◆ EXERCISE PROMPT ◆
In the data below, copy out word for word the lines starting with the one that contains "Shot-chart prep: mark the bear's neck" and going on through the one that contains "column 689, row 319", both included.
[start]
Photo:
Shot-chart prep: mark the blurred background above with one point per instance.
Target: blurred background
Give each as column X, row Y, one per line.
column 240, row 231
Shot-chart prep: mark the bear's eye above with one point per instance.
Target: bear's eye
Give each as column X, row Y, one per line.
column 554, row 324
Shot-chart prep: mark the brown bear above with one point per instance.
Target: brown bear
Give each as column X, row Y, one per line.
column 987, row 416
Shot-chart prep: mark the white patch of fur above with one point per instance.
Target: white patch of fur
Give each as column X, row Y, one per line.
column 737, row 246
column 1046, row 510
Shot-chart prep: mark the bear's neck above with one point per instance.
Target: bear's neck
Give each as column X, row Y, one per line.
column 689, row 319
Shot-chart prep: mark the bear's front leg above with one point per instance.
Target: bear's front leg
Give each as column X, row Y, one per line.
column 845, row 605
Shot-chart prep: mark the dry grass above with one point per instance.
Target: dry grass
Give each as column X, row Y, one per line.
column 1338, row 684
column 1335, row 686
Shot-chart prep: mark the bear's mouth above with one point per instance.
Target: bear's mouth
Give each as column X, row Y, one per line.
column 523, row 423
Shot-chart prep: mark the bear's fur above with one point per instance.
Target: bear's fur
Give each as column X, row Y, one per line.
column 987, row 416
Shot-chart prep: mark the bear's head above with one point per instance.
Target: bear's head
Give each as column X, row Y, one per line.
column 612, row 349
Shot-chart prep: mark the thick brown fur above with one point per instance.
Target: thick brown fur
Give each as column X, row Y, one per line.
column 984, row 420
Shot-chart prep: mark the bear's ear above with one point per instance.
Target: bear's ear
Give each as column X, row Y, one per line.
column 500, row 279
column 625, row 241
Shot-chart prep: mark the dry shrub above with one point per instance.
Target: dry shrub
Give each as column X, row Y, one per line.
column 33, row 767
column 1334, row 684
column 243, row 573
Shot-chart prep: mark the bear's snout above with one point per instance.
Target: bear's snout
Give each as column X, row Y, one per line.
[end]
◆ THE OUTPUT ◆
Shot-chart prep: mark the bear's neck above with one point per instance.
Target: bear's neck
Give each as column X, row Y, one per line.
column 689, row 319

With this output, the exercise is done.